Dataset records about object locations
*-*-*

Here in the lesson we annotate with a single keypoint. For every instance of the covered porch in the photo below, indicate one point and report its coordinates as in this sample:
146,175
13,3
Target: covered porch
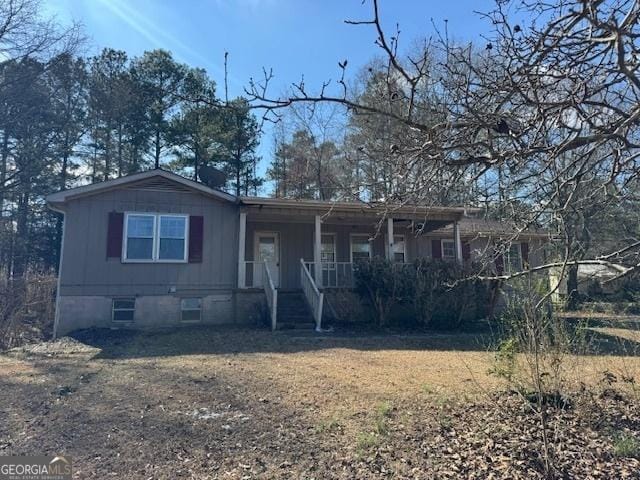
310,246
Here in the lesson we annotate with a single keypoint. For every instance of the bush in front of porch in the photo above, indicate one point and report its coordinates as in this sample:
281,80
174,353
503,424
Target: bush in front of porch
429,293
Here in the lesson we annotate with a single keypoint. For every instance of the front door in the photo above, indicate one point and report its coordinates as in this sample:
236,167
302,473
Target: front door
266,251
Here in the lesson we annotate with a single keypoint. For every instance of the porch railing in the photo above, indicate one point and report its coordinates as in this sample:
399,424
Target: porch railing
314,296
271,293
334,274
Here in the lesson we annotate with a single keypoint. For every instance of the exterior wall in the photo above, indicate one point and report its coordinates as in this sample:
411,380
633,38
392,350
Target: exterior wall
89,280
296,242
157,311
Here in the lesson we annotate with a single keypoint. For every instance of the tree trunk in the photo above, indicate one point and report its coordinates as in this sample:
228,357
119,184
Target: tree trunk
120,165
158,150
4,157
573,299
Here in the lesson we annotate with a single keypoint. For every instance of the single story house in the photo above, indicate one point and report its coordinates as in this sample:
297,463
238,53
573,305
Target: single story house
155,249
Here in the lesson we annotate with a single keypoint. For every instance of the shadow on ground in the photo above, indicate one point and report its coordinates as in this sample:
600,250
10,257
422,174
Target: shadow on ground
216,340
114,344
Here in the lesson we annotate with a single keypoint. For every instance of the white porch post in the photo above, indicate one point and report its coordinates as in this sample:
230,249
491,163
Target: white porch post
390,239
242,233
456,235
317,257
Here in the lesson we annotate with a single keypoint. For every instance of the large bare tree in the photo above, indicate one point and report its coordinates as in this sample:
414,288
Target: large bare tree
543,116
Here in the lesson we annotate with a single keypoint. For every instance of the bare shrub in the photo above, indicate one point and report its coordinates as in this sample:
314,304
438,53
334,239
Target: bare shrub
27,308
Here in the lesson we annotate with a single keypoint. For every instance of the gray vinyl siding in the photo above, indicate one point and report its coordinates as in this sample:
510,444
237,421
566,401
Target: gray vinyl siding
87,271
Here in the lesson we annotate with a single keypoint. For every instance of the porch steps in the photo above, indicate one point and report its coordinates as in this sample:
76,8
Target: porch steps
293,311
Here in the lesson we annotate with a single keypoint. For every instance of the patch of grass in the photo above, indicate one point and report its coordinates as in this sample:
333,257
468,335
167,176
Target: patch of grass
428,389
328,425
366,441
626,446
383,413
383,409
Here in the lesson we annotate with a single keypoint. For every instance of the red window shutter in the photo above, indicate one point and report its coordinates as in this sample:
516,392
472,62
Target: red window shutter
436,248
196,233
466,251
499,261
524,250
114,234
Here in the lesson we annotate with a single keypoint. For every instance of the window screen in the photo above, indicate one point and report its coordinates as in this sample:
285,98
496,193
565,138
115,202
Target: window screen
191,309
123,309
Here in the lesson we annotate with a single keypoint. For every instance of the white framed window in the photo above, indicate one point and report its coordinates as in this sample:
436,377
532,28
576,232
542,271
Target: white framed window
448,249
360,247
328,250
155,237
191,310
399,249
513,260
123,309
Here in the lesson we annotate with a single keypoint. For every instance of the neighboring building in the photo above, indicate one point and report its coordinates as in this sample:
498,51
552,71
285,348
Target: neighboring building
154,249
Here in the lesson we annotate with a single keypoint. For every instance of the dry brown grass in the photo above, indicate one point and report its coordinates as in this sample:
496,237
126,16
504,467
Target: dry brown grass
114,405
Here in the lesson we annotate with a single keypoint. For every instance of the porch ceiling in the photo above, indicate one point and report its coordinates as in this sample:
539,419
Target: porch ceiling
363,215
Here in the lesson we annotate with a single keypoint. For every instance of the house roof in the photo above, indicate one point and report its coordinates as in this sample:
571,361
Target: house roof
360,206
95,188
483,227
60,198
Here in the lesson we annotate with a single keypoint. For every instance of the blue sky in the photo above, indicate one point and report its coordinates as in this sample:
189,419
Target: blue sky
294,37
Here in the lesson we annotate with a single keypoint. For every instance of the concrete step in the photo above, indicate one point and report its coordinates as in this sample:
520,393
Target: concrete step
293,311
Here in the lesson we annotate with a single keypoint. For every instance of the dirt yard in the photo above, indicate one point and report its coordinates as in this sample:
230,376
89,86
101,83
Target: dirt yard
203,403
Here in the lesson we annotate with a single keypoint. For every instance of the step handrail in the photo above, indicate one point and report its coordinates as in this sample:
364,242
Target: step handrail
272,294
314,296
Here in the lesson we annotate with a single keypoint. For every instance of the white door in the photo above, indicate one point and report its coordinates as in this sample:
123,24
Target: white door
267,251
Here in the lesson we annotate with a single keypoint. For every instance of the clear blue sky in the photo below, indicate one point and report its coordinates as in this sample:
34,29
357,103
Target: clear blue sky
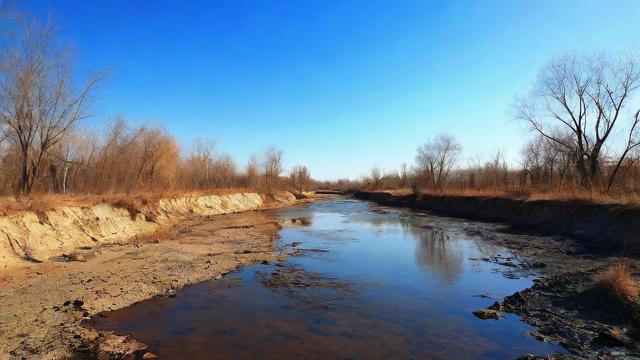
338,85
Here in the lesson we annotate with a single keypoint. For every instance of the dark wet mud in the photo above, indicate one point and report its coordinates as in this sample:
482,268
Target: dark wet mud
360,281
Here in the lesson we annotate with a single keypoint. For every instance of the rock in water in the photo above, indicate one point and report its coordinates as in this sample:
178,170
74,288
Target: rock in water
485,314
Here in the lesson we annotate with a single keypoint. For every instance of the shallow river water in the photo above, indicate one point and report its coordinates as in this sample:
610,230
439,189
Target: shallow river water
363,281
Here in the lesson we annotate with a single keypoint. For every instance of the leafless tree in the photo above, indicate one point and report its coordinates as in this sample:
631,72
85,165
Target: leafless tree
300,178
436,158
272,168
252,172
38,101
584,97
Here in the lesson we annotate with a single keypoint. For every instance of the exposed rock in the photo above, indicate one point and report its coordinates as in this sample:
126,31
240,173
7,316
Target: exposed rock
485,314
121,348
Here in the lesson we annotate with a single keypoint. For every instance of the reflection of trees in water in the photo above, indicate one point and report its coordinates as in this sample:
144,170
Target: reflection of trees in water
435,251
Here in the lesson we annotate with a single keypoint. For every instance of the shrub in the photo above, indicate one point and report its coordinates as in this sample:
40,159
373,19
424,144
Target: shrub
616,280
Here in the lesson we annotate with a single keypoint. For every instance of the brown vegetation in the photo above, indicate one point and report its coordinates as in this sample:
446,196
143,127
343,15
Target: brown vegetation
616,280
586,143
45,149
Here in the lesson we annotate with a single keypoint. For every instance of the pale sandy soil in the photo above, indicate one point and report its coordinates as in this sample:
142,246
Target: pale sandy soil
42,306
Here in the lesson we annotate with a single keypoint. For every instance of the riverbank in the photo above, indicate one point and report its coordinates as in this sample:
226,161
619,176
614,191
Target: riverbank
86,261
601,229
564,303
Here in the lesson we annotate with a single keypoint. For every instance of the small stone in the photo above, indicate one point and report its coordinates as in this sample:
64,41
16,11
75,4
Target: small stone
485,314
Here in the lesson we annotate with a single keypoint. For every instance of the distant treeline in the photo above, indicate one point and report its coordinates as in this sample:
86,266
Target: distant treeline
583,112
44,149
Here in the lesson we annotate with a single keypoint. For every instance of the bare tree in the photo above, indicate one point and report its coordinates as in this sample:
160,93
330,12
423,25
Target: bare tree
584,98
300,178
252,172
436,158
272,168
38,102
632,142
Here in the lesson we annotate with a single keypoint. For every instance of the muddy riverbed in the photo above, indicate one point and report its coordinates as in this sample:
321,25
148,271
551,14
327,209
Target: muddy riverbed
359,281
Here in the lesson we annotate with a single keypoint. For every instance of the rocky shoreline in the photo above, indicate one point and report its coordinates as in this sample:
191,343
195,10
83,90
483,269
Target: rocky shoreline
563,303
46,304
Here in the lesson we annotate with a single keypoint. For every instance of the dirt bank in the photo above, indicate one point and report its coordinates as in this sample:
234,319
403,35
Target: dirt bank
44,303
38,236
563,304
603,229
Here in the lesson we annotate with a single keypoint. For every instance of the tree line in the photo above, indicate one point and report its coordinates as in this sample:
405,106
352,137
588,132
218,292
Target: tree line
46,147
583,113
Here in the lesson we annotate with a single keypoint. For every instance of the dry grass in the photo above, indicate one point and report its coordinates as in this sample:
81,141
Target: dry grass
568,194
133,202
616,280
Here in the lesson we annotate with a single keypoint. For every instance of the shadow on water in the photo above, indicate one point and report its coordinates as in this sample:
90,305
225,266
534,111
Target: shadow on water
362,281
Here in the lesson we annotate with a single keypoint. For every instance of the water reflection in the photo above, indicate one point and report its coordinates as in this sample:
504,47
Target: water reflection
386,284
436,252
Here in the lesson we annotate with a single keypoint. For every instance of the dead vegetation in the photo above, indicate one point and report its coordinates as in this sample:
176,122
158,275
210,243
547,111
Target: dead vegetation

*-*-*

▶ Task description: Reproduce the lines word for word, starting at the one holding "the bare tree" and ending at the final line of the material above.

▶ Output for this task:
Here in the lesson we annotate with a single keypoint. For every instance of the bare tree in the photo above, indicate one point and report its coordinates as in this sample:
160,93
330,12
423,25
Target: bare tree
584,98
300,178
252,172
436,158
272,168
38,102
632,142
Here in the lesson we annotate with a single keypoint. For every instance of the muddy riverbed in the photo above, indicate one point and report its coordinates as in this sample:
321,25
148,271
551,14
327,209
Target: muddy riverbed
359,281
Here in the lesson we annotate with a single keypoint. For every instance of the rocky shoreline in the photo above, indicate one point and report its coordinates as in this sample:
191,343
195,10
83,90
483,269
Target: rocky shoreline
563,303
46,304
Here in the lesson we annotate with a single keypoint. For every instance of the dirt bank in the photo above, indicate one point and report its coordinates as in this sample:
234,319
403,35
Target: dirt bank
44,303
38,236
563,304
603,229
Here in the lesson we annotate with a single keypoint. For every instance of the tree line in the photo above, indicate one point and report its coordinates as in this sample:
405,106
352,137
588,132
218,292
Target: tree line
46,147
583,113
Here in the lesson we annotate with a single keypoint. For every instance of the dry grass in the photo above, indicate one point and report its coordinates as in this sample:
81,141
Target: dry grass
568,194
133,202
616,280
Here in the lesson we annotate with a single keypoint. For every instance of the shadow on water in the photo above, indicate one point and report its coordinates as in this sample:
90,305
225,266
534,111
Target: shadow on water
362,281
Here in the lesson we annotate with a single keypoint. For every instance of the water reflection in the photo above, indicate one point and report its coordinates as in this sample:
504,47
Target: water reflection
386,284
436,252
Here in the lesson we annotate with a single keypoint. For every instance of the dead vegetation in the photo above, indicate one point and report its coordinates as in this sample:
176,122
158,275
210,243
547,111
Target: dead vegetation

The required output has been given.